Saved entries
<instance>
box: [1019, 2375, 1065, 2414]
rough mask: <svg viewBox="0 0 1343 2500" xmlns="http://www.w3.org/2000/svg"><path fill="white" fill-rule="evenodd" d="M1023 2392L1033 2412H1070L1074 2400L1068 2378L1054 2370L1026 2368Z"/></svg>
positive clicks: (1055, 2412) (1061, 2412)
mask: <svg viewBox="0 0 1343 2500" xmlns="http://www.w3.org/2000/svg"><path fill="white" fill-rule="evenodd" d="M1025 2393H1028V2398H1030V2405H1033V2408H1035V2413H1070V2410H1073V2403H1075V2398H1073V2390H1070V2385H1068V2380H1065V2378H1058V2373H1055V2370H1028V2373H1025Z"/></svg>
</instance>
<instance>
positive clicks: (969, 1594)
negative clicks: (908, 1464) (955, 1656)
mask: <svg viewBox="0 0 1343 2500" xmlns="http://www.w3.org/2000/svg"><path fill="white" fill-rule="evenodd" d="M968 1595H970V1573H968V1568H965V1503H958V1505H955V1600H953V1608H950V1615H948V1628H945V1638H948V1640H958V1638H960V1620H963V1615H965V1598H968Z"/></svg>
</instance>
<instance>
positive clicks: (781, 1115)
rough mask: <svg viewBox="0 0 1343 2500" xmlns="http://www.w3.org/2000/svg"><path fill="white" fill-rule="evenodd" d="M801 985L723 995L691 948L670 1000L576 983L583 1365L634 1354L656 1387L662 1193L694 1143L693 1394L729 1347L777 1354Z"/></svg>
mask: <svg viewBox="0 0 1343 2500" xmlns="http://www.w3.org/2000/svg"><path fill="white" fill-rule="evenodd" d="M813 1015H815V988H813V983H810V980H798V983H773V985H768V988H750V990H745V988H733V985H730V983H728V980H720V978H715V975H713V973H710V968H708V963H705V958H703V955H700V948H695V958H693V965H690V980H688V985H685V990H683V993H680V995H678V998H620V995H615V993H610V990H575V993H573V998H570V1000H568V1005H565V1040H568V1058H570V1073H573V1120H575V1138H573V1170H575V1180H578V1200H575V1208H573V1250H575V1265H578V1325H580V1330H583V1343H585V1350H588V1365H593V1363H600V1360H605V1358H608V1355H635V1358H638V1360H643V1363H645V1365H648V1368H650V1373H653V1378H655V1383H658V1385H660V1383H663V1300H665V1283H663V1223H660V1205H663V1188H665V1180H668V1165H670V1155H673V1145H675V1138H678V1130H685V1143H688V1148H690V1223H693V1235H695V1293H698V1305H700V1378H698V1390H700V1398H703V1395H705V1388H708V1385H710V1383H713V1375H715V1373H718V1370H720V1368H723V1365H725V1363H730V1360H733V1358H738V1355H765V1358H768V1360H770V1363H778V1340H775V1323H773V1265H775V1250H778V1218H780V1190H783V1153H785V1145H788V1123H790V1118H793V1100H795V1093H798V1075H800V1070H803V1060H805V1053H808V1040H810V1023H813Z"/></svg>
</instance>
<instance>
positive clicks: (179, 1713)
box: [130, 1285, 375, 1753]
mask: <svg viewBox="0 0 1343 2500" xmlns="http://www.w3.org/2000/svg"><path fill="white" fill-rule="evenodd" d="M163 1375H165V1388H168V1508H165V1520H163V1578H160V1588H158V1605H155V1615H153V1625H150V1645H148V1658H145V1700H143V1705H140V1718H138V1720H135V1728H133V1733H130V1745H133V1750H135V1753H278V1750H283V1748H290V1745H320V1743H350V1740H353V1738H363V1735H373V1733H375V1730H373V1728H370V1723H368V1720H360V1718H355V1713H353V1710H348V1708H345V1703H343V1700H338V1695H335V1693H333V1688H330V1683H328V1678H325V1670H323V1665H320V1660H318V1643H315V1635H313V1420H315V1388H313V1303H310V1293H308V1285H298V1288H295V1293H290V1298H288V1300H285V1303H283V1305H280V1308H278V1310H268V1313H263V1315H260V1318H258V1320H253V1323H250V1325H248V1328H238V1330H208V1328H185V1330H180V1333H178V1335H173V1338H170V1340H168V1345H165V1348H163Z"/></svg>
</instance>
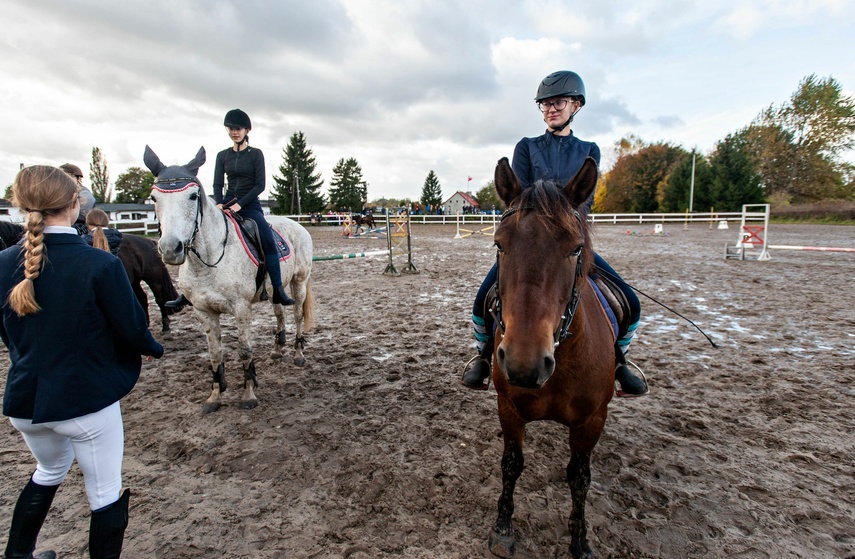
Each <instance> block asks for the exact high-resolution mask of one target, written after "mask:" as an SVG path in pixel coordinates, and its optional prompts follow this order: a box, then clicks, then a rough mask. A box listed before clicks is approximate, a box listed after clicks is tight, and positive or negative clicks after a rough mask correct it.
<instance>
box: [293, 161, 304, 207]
mask: <svg viewBox="0 0 855 559" xmlns="http://www.w3.org/2000/svg"><path fill="white" fill-rule="evenodd" d="M291 177H292V178H293V182H292V185H291V188H292V189H293V196H291V214H292V215H293V214H294V200H297V214H296V215H302V213H303V211H302V209H301V206H300V182H299V179H298V178H297V169H296V167H295V168H294V170H293V171H292V175H291Z"/></svg>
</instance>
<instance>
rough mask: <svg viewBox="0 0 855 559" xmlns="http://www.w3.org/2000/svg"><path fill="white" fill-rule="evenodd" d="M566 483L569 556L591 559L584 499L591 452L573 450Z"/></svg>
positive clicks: (588, 472)
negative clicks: (569, 539) (568, 509)
mask: <svg viewBox="0 0 855 559" xmlns="http://www.w3.org/2000/svg"><path fill="white" fill-rule="evenodd" d="M567 483H568V484H569V485H570V495H571V498H572V501H573V510H572V511H571V512H570V524H569V528H570V538H571V540H570V556H571V557H573V559H592V558H593V557H594V553H593V551H591V547H590V546H589V545H588V527H587V525H586V524H585V522H586V521H585V499H586V498H587V496H588V489H589V488H590V487H591V452H590V451H584V452H580V451H573V455H572V456H571V458H570V463H569V464H567Z"/></svg>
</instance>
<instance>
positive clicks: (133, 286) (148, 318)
mask: <svg viewBox="0 0 855 559" xmlns="http://www.w3.org/2000/svg"><path fill="white" fill-rule="evenodd" d="M131 288H132V289H133V290H134V295H136V297H137V301H139V302H140V305H142V308H143V311H144V312H145V323H146V325H150V324H151V320H150V318H149V316H148V296H147V295H146V294H145V289H143V288H142V284H140V282H139V280H137V281H135V282H133V283H132V284H131Z"/></svg>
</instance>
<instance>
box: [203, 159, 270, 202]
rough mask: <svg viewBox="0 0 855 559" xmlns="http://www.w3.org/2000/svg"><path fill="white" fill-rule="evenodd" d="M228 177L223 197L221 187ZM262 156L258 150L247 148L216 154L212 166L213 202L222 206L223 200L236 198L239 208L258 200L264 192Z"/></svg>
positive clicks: (263, 164) (222, 194) (221, 188)
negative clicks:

TO DO
Please reproduce all of the data above verbatim, omitting the pictures.

EXERCISE RESPONSE
<instance>
box: [1019, 2375, 1065, 2414]
rough mask: <svg viewBox="0 0 1343 2500" xmlns="http://www.w3.org/2000/svg"><path fill="white" fill-rule="evenodd" d="M1023 2392L1033 2412H1070L1074 2400L1068 2378L1054 2370L1026 2368Z"/></svg>
positive clicks: (1055, 2412) (1061, 2412)
mask: <svg viewBox="0 0 1343 2500" xmlns="http://www.w3.org/2000/svg"><path fill="white" fill-rule="evenodd" d="M1025 2393H1028V2398H1030V2405H1033V2408H1035V2413H1070V2410H1073V2403H1075V2398H1073V2390H1070V2385H1068V2380H1065V2378H1058V2373H1055V2370H1028V2373H1025Z"/></svg>
</instance>
<instance>
positive clicks: (969, 1594)
negative clicks: (908, 1464) (955, 1656)
mask: <svg viewBox="0 0 1343 2500" xmlns="http://www.w3.org/2000/svg"><path fill="white" fill-rule="evenodd" d="M968 1595H970V1573H968V1568H965V1503H958V1505H955V1600H953V1608H950V1615H948V1628H945V1638H948V1640H958V1638H960V1620H963V1615H965V1598H968Z"/></svg>
</instance>
<instance>
positive clicks: (781, 1115)
rough mask: <svg viewBox="0 0 1343 2500" xmlns="http://www.w3.org/2000/svg"><path fill="white" fill-rule="evenodd" d="M801 985L723 995L691 948L670 1000L576 983L583 1365L634 1354L656 1387L662 1193L694 1143L693 1394L729 1347L777 1354Z"/></svg>
mask: <svg viewBox="0 0 1343 2500" xmlns="http://www.w3.org/2000/svg"><path fill="white" fill-rule="evenodd" d="M813 1015H815V988H813V983H810V980H798V983H773V985H768V988H750V990H745V988H733V985H730V983H728V980H720V978H715V975H713V973H710V968H708V963H705V958H703V955H700V948H695V958H693V965H690V980H688V985H685V990H683V993H680V995H678V998H620V995H615V993H610V990H575V993H573V998H570V1000H568V1005H565V1040H568V1058H570V1073H573V1120H575V1138H573V1170H575V1180H578V1200H575V1208H573V1250H575V1265H578V1325H580V1330H583V1343H585V1350H588V1365H593V1363H600V1360H605V1358H608V1355H635V1358H638V1360H643V1363H645V1365H648V1368H650V1373H653V1378H655V1383H658V1385H660V1383H663V1300H665V1283H663V1223H660V1205H663V1188H665V1180H668V1165H670V1155H673V1145H675V1138H678V1130H685V1143H688V1148H690V1223H693V1235H695V1293H698V1305H700V1378H698V1390H700V1398H703V1395H705V1388H708V1385H710V1383H713V1375H715V1373H718V1370H720V1368H723V1365H725V1363H730V1360H733V1358H738V1355H765V1358H768V1360H770V1363H778V1340H775V1323H773V1265H775V1250H778V1218H780V1190H783V1153H785V1145H788V1123H790V1118H793V1100H795V1093H798V1075H800V1070H803V1060H805V1053H808V1040H810V1023H813Z"/></svg>
</instance>
<instance>
positive clicks: (179, 1713)
box: [130, 1285, 375, 1753]
mask: <svg viewBox="0 0 1343 2500" xmlns="http://www.w3.org/2000/svg"><path fill="white" fill-rule="evenodd" d="M163 1375H165V1388H168V1508H165V1520H163V1578H160V1588H158V1605H155V1615H153V1625H150V1645H148V1658H145V1700H143V1705H140V1718H138V1720H135V1728H133V1733H130V1745H133V1750H135V1753H278V1750H283V1748H290V1745H320V1743H350V1740H353V1738H363V1735H373V1733H375V1730H373V1728H370V1723H368V1720H360V1718H355V1713H353V1710H348V1708H345V1703H343V1700H338V1695H335V1693H333V1688H330V1683H328V1678H325V1670H323V1665H320V1660H318V1643H315V1635H313V1420H315V1388H313V1303H310V1293H308V1285H298V1288H295V1293H290V1298H288V1300H285V1303H283V1305H280V1308H278V1310H268V1313H263V1315H260V1318H258V1320H253V1323H250V1325H248V1328H238V1330H208V1328H185V1330H180V1333H178V1335H173V1338H170V1340H168V1345H165V1348H163Z"/></svg>
</instance>
Each <instance> block asks for the exact high-resolution mask of one target, written after "mask:" as an SVG path in pixel coordinates, and its optional prompts follow this order: a box, then clicks, then a rough mask. A box listed before clicks is approximate, a box listed after clicks is tight, and positive or negative clicks after a rough mask correct it.
<instance>
box: [293, 161, 304, 207]
mask: <svg viewBox="0 0 855 559" xmlns="http://www.w3.org/2000/svg"><path fill="white" fill-rule="evenodd" d="M291 177H292V178H293V182H292V185H291V188H292V189H293V196H291V214H292V215H293V214H294V200H297V214H296V215H302V213H303V211H302V209H301V206H300V182H299V179H298V178H297V169H296V167H295V168H294V170H293V171H292V175H291Z"/></svg>
</instance>
<instance>
rough mask: <svg viewBox="0 0 855 559" xmlns="http://www.w3.org/2000/svg"><path fill="white" fill-rule="evenodd" d="M566 483L569 556L591 559L584 499L591 452L573 450Z"/></svg>
positive clicks: (588, 472)
negative clicks: (569, 539) (568, 509)
mask: <svg viewBox="0 0 855 559" xmlns="http://www.w3.org/2000/svg"><path fill="white" fill-rule="evenodd" d="M567 483H568V484H569V485H570V495H571V498H572V501H573V510H572V511H571V512H570V524H569V528H570V538H571V540H570V556H571V557H573V559H592V558H593V557H594V553H593V551H591V547H590V546H589V545H588V527H587V525H586V524H585V522H586V521H585V499H586V498H587V496H588V489H589V488H590V487H591V452H590V451H584V452H580V451H573V455H572V456H571V458H570V463H569V464H567Z"/></svg>
</instance>
<instance>
positive clicks: (133, 286) (148, 318)
mask: <svg viewBox="0 0 855 559" xmlns="http://www.w3.org/2000/svg"><path fill="white" fill-rule="evenodd" d="M131 288H132V289H133V290H134V295H136V297H137V301H139V302H140V305H142V308H143V311H144V312H145V323H146V325H150V324H151V320H150V318H149V316H148V296H147V295H146V294H145V289H143V288H142V284H140V282H139V280H137V281H135V282H133V283H132V284H131Z"/></svg>
</instance>
<instance>
box: [203, 159, 270, 202]
rough mask: <svg viewBox="0 0 855 559" xmlns="http://www.w3.org/2000/svg"><path fill="white" fill-rule="evenodd" d="M228 177L223 197L221 187ZM262 156L258 150L247 148L216 154L212 166L213 202L222 206L223 200L236 198L239 208L258 200L264 192Z"/></svg>
positive clicks: (263, 164) (222, 194) (221, 188)
negative clicks:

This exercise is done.